What you have to do
Filter these entries so that only lines with the word "tree" remain.

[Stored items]
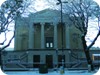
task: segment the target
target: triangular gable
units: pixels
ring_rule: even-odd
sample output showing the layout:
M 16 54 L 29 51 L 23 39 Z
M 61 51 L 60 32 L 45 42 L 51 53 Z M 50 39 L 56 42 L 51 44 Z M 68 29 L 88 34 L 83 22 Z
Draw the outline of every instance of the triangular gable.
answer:
M 60 17 L 60 14 L 61 14 L 60 11 L 53 10 L 53 9 L 45 9 L 45 10 L 35 13 L 34 15 L 37 15 L 37 16 L 59 16 Z
M 34 14 L 30 14 L 30 17 L 34 22 L 60 22 L 61 12 L 53 9 L 45 9 Z M 63 19 L 67 18 L 66 14 L 63 14 Z M 66 20 L 66 19 L 65 19 Z M 64 20 L 64 21 L 65 21 Z

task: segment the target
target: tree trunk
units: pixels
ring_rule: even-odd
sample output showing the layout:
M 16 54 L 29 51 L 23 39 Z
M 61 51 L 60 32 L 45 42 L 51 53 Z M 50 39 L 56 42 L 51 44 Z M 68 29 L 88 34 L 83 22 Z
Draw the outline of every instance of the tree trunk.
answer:
M 1 66 L 1 50 L 0 50 L 0 66 Z
M 3 65 L 2 65 L 2 51 L 0 50 L 0 66 L 1 70 L 3 70 Z
M 87 50 L 89 50 L 95 44 L 95 42 L 98 39 L 99 35 L 100 35 L 100 30 L 98 31 L 98 34 L 96 35 L 96 37 L 94 38 L 92 43 L 87 47 Z
M 82 36 L 81 39 L 82 39 L 82 43 L 83 43 L 83 49 L 84 49 L 84 53 L 85 53 L 85 56 L 86 56 L 86 60 L 88 62 L 88 65 L 90 65 L 91 71 L 93 71 L 94 66 L 93 66 L 93 63 L 92 63 L 92 59 L 90 57 L 89 50 L 87 50 L 85 36 Z

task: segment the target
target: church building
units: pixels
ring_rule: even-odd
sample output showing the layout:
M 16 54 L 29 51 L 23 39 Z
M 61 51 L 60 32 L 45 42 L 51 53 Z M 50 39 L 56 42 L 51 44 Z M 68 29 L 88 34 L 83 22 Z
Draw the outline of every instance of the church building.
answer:
M 66 14 L 62 15 L 61 24 L 60 14 L 60 11 L 45 9 L 27 18 L 18 17 L 15 50 L 61 49 L 62 43 L 64 49 L 82 49 L 80 31 Z
M 14 51 L 4 56 L 8 62 L 4 62 L 6 70 L 38 68 L 40 64 L 46 64 L 48 68 L 60 67 L 62 63 L 67 68 L 80 65 L 78 60 L 84 58 L 81 33 L 68 16 L 62 14 L 63 23 L 61 12 L 52 9 L 28 17 L 18 16 Z

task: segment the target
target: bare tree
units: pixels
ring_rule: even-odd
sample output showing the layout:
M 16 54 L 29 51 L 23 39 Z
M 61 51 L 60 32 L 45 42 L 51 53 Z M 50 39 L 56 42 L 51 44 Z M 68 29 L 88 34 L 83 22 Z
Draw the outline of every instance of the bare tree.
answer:
M 98 30 L 97 36 L 94 38 L 94 40 L 91 42 L 89 46 L 87 46 L 85 38 L 88 32 L 89 18 L 93 16 L 96 16 L 97 18 L 99 18 L 98 17 L 99 16 L 98 12 L 100 11 L 99 7 L 95 2 L 91 0 L 73 0 L 66 5 L 65 9 L 66 8 L 67 8 L 67 14 L 70 15 L 69 20 L 71 20 L 73 25 L 75 25 L 75 27 L 79 29 L 82 34 L 81 40 L 83 44 L 84 53 L 85 53 L 88 65 L 91 66 L 91 70 L 94 70 L 89 49 L 94 45 L 95 41 L 100 35 L 100 29 Z
M 75 27 L 81 32 L 81 40 L 82 40 L 83 49 L 84 49 L 84 53 L 85 53 L 88 65 L 90 65 L 91 70 L 94 70 L 89 49 L 95 44 L 97 38 L 100 35 L 100 26 L 99 26 L 100 8 L 98 4 L 94 2 L 93 0 L 67 0 L 67 1 L 66 0 L 47 0 L 47 1 L 51 3 L 52 7 L 55 7 L 54 2 L 56 3 L 58 1 L 62 2 L 63 12 L 69 15 L 68 17 L 69 17 L 69 20 L 72 22 L 72 25 L 75 25 Z M 88 32 L 90 17 L 98 18 L 98 33 L 93 39 L 93 41 L 91 42 L 91 44 L 87 46 L 86 35 Z
M 15 37 L 15 19 L 18 16 L 21 16 L 23 13 L 26 13 L 26 9 L 29 7 L 31 0 L 6 0 L 0 7 L 0 35 L 4 34 L 4 40 L 0 42 L 0 64 L 2 65 L 2 51 L 7 48 L 13 38 Z M 10 29 L 13 23 L 13 30 Z M 13 31 L 14 34 L 8 40 L 7 34 Z M 0 38 L 2 38 L 0 36 Z M 8 40 L 8 43 L 6 41 Z M 2 68 L 2 67 L 1 67 Z
M 25 9 L 29 6 L 29 2 L 27 0 L 7 0 L 0 7 L 0 34 L 4 34 L 4 40 L 0 42 L 1 47 L 0 50 L 4 50 L 8 47 L 14 38 L 14 35 L 9 40 L 8 44 L 4 46 L 7 41 L 7 33 L 10 31 L 11 23 L 25 12 Z

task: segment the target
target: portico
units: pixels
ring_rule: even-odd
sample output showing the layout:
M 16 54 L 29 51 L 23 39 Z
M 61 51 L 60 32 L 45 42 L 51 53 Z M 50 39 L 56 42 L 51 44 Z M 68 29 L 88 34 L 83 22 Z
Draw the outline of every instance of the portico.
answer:
M 29 49 L 36 49 L 34 46 L 35 41 L 33 39 L 34 36 L 36 38 L 40 38 L 41 40 L 38 41 L 38 44 L 40 44 L 41 49 L 45 49 L 47 47 L 51 49 L 57 49 L 58 47 L 61 48 L 61 25 L 60 25 L 60 15 L 55 13 L 55 11 L 44 10 L 44 13 L 36 13 L 35 15 L 31 16 L 34 17 L 34 21 L 32 21 L 32 24 L 30 24 L 29 28 Z M 54 13 L 52 13 L 54 12 Z M 48 14 L 47 14 L 48 13 Z M 50 14 L 52 13 L 52 14 Z M 70 36 L 69 36 L 69 29 L 68 25 L 66 23 L 66 17 L 64 17 L 64 48 L 70 48 Z M 36 26 L 39 25 L 40 27 L 37 28 Z M 35 26 L 34 26 L 35 25 Z M 40 28 L 40 29 L 39 29 Z M 40 30 L 39 33 L 37 33 Z M 36 35 L 34 35 L 34 33 Z M 37 35 L 38 34 L 38 35 Z M 47 39 L 47 40 L 46 40 Z M 50 41 L 49 41 L 50 40 Z M 59 41 L 59 42 L 58 42 Z

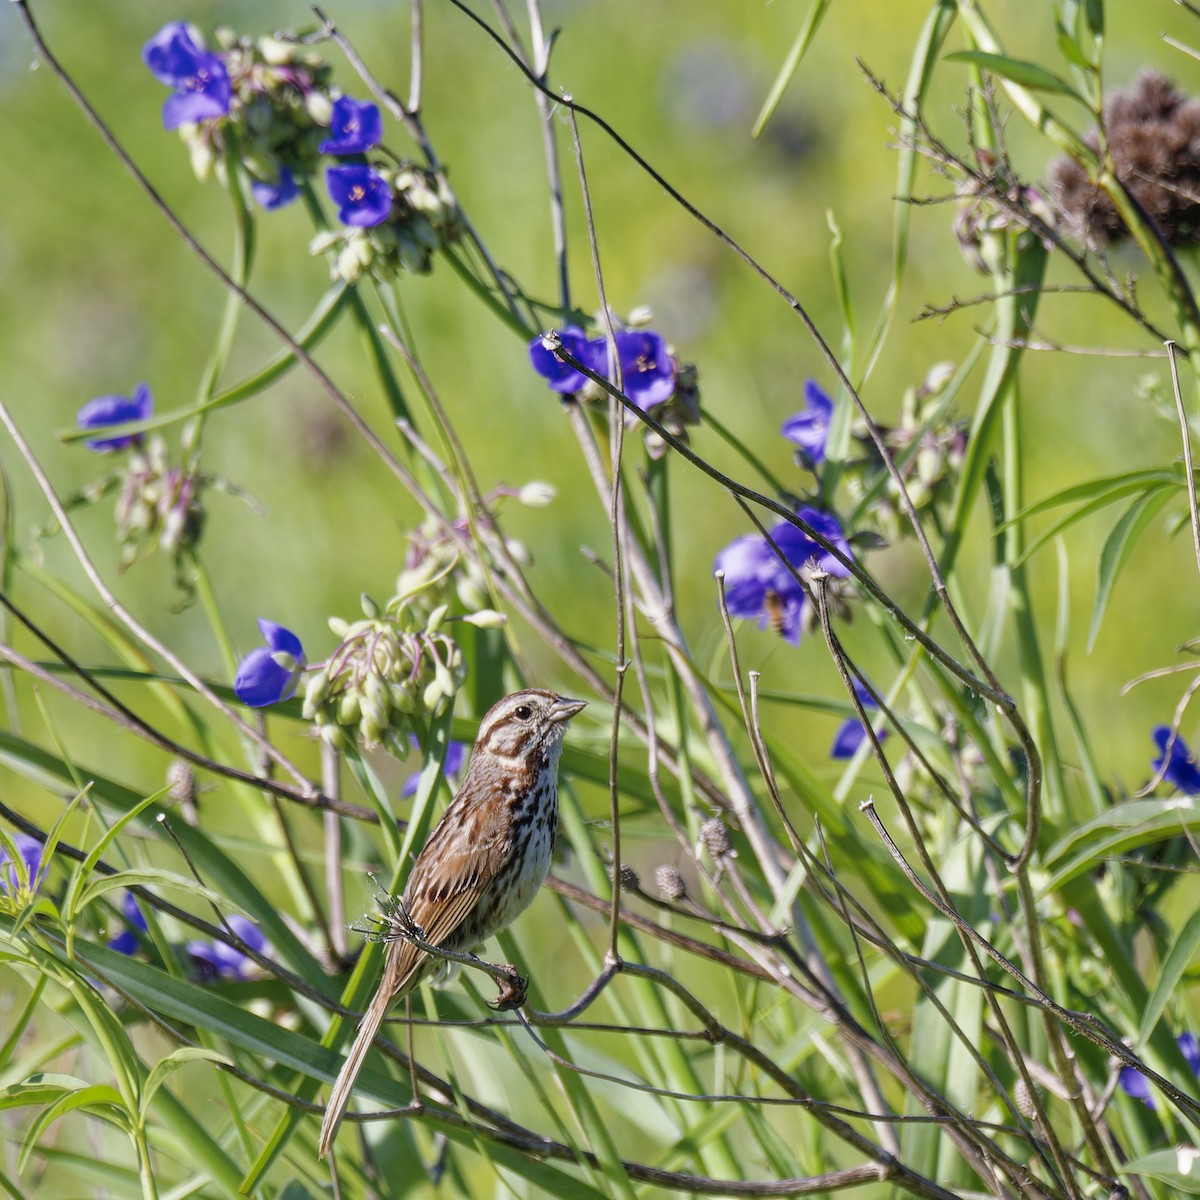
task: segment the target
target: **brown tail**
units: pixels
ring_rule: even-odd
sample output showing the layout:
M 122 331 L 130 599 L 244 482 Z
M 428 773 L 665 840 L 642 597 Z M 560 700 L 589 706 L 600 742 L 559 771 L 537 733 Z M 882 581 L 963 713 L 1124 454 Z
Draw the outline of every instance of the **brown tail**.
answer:
M 321 1158 L 329 1153 L 333 1139 L 337 1137 L 338 1126 L 342 1123 L 346 1105 L 349 1104 L 350 1095 L 354 1091 L 354 1081 L 362 1070 L 367 1051 L 371 1049 L 371 1043 L 375 1040 L 392 1001 L 398 995 L 411 990 L 420 975 L 419 968 L 424 966 L 425 955 L 419 951 L 416 962 L 406 961 L 414 957 L 411 946 L 397 942 L 389 946 L 388 950 L 388 960 L 383 969 L 383 978 L 379 981 L 379 990 L 376 991 L 367 1011 L 363 1013 L 354 1044 L 350 1047 L 350 1053 L 346 1055 L 346 1061 L 334 1081 L 333 1091 L 329 1093 L 329 1103 L 325 1105 L 325 1119 L 321 1122 L 321 1138 L 318 1143 L 318 1155 Z

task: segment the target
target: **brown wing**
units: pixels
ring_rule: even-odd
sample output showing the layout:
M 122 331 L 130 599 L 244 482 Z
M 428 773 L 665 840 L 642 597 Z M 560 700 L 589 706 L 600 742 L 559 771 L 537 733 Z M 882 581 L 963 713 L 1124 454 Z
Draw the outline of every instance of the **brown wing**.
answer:
M 503 807 L 498 796 L 486 801 L 475 797 L 470 804 L 456 798 L 417 855 L 405 900 L 409 916 L 424 931 L 426 942 L 453 945 L 455 933 L 469 921 L 500 870 L 507 849 Z M 410 942 L 392 945 L 389 967 L 393 994 L 397 994 L 410 980 L 419 978 L 427 955 Z

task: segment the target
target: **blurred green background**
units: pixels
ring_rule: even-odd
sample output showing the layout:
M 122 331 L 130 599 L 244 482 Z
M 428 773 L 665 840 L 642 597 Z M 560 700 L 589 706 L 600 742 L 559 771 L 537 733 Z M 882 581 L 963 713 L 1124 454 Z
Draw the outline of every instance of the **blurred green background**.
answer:
M 486 6 L 480 5 L 481 11 Z M 895 191 L 893 114 L 855 63 L 898 88 L 908 70 L 928 4 L 859 0 L 834 4 L 780 110 L 758 141 L 750 128 L 779 70 L 806 5 L 689 0 L 682 4 L 558 2 L 547 22 L 562 28 L 551 76 L 555 86 L 602 113 L 685 195 L 738 238 L 809 308 L 835 347 L 842 326 L 829 264 L 830 214 L 845 235 L 844 255 L 861 340 L 869 333 L 887 286 Z M 247 32 L 310 25 L 299 4 L 33 5 L 50 44 L 84 92 L 155 185 L 216 256 L 227 260 L 228 201 L 216 184 L 199 186 L 178 139 L 159 112 L 166 91 L 139 61 L 143 42 L 168 20 L 202 29 L 228 23 Z M 407 88 L 408 21 L 404 4 L 347 3 L 330 15 L 370 66 L 403 94 Z M 1051 61 L 1050 6 L 1023 0 L 996 3 L 997 20 L 1015 55 Z M 1165 45 L 1166 30 L 1195 41 L 1195 23 L 1170 0 L 1107 5 L 1109 86 L 1128 82 L 1146 64 L 1164 67 L 1194 90 L 1196 63 Z M 485 15 L 489 15 L 485 13 Z M 449 4 L 427 5 L 424 115 L 460 202 L 496 260 L 534 295 L 554 298 L 554 264 L 541 139 L 530 89 L 482 34 Z M 961 48 L 956 32 L 947 49 Z M 336 55 L 333 57 L 336 61 Z M 363 89 L 338 63 L 339 83 Z M 938 133 L 964 143 L 961 108 L 966 69 L 947 65 L 929 107 Z M 1084 122 L 1084 115 L 1064 115 Z M 1011 125 L 1022 176 L 1045 180 L 1050 154 L 1018 121 Z M 563 134 L 575 302 L 595 307 L 580 205 Z M 751 443 L 793 486 L 807 483 L 777 436 L 781 420 L 801 404 L 807 376 L 824 386 L 829 373 L 800 323 L 737 259 L 691 220 L 595 130 L 585 127 L 597 225 L 610 302 L 618 312 L 649 304 L 656 324 L 680 357 L 700 368 L 703 404 Z M 402 153 L 401 130 L 388 143 Z M 139 381 L 160 410 L 189 403 L 216 335 L 222 289 L 153 210 L 62 87 L 38 64 L 18 12 L 0 8 L 0 389 L 27 436 L 67 494 L 104 464 L 80 446 L 64 446 L 55 431 L 70 425 L 90 397 L 128 394 Z M 922 170 L 917 191 L 944 193 L 947 184 Z M 961 361 L 986 321 L 971 308 L 944 322 L 912 324 L 926 303 L 944 304 L 987 290 L 961 259 L 951 230 L 953 205 L 913 212 L 910 265 L 899 312 L 863 395 L 882 420 L 894 417 L 905 387 L 943 360 Z M 300 206 L 262 214 L 252 290 L 295 328 L 327 286 L 323 262 L 310 258 L 311 234 Z M 1133 250 L 1114 255 L 1118 274 L 1140 272 Z M 1188 269 L 1194 264 L 1189 263 Z M 1052 266 L 1051 279 L 1072 279 Z M 1073 281 L 1073 279 L 1072 279 Z M 444 266 L 401 284 L 416 344 L 485 488 L 545 479 L 560 489 L 548 510 L 515 507 L 511 532 L 530 547 L 532 579 L 568 632 L 589 643 L 611 643 L 612 605 L 596 573 L 588 582 L 580 547 L 607 555 L 607 521 L 587 489 L 557 403 L 530 372 L 525 347 L 500 327 Z M 1150 288 L 1143 301 L 1153 307 Z M 1115 309 L 1091 297 L 1045 299 L 1039 328 L 1068 344 L 1155 349 Z M 276 350 L 270 335 L 244 316 L 227 381 Z M 386 434 L 386 410 L 356 338 L 340 331 L 319 358 Z M 856 372 L 852 372 L 854 374 Z M 1178 434 L 1154 404 L 1138 398 L 1165 363 L 1137 358 L 1030 354 L 1025 385 L 1026 488 L 1033 500 L 1069 483 L 1137 467 L 1165 466 L 1178 453 Z M 965 393 L 969 407 L 979 372 Z M 711 433 L 695 434 L 702 453 L 723 468 L 738 461 Z M 11 446 L 0 455 L 12 479 L 16 536 L 44 523 L 47 510 Z M 251 491 L 265 506 L 249 513 L 235 499 L 213 495 L 205 546 L 221 608 L 239 650 L 257 642 L 254 620 L 268 616 L 294 628 L 310 658 L 331 644 L 330 613 L 353 614 L 360 592 L 390 593 L 414 512 L 393 481 L 359 445 L 302 373 L 271 393 L 220 414 L 206 435 L 208 469 Z M 679 548 L 679 606 L 698 660 L 722 653 L 711 582 L 715 552 L 745 531 L 726 497 L 694 473 L 674 470 Z M 1119 582 L 1091 655 L 1084 652 L 1094 593 L 1095 561 L 1115 519 L 1110 511 L 1077 528 L 1070 542 L 1071 680 L 1085 721 L 1103 755 L 1106 778 L 1136 788 L 1148 775 L 1151 725 L 1169 720 L 1180 692 L 1165 680 L 1121 698 L 1131 677 L 1175 661 L 1177 645 L 1196 632 L 1195 578 L 1186 537 L 1163 536 L 1159 520 Z M 201 673 L 220 677 L 217 648 L 201 611 L 173 612 L 168 565 L 152 559 L 115 574 L 111 509 L 105 502 L 79 527 L 106 577 L 160 637 Z M 980 521 L 970 548 L 975 586 L 969 607 L 978 617 L 988 586 L 990 546 Z M 48 567 L 82 586 L 65 543 L 41 543 Z M 910 546 L 873 556 L 870 565 L 915 611 L 927 578 Z M 1056 597 L 1052 551 L 1034 560 L 1039 620 L 1050 645 Z M 584 586 L 581 586 L 584 581 Z M 18 595 L 85 661 L 108 657 L 100 643 L 54 600 L 28 581 Z M 852 649 L 873 644 L 860 623 Z M 524 637 L 534 662 L 570 688 Z M 772 687 L 839 695 L 819 639 L 798 650 L 768 635 L 749 634 L 745 653 Z M 867 663 L 883 669 L 872 649 Z M 1004 663 L 1001 663 L 1004 678 Z M 52 711 L 57 701 L 49 701 Z M 44 736 L 35 711 L 22 714 L 35 740 Z M 794 718 L 796 744 L 825 767 L 832 718 Z M 1195 732 L 1195 722 L 1184 733 Z M 102 764 L 113 745 L 100 725 L 70 727 L 70 750 L 82 763 Z M 304 756 L 298 746 L 289 752 Z M 159 756 L 122 744 L 131 761 L 109 764 L 114 775 L 154 786 Z M 141 757 L 138 757 L 141 756 Z M 24 785 L 22 785 L 23 787 Z M 16 793 L 20 796 L 22 793 Z M 30 796 L 25 807 L 42 799 Z

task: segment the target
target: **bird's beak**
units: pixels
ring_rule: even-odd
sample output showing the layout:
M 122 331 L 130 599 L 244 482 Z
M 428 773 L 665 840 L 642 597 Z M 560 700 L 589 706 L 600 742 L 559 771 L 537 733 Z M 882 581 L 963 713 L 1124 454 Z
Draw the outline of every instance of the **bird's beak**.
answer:
M 550 711 L 546 714 L 549 721 L 569 721 L 577 712 L 587 708 L 586 700 L 569 700 L 566 696 L 555 696 Z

Output for this task
target: tree trunk
Draw the outline of every instance of the tree trunk.
target: bare tree
Draw the outline of every instance of the bare tree.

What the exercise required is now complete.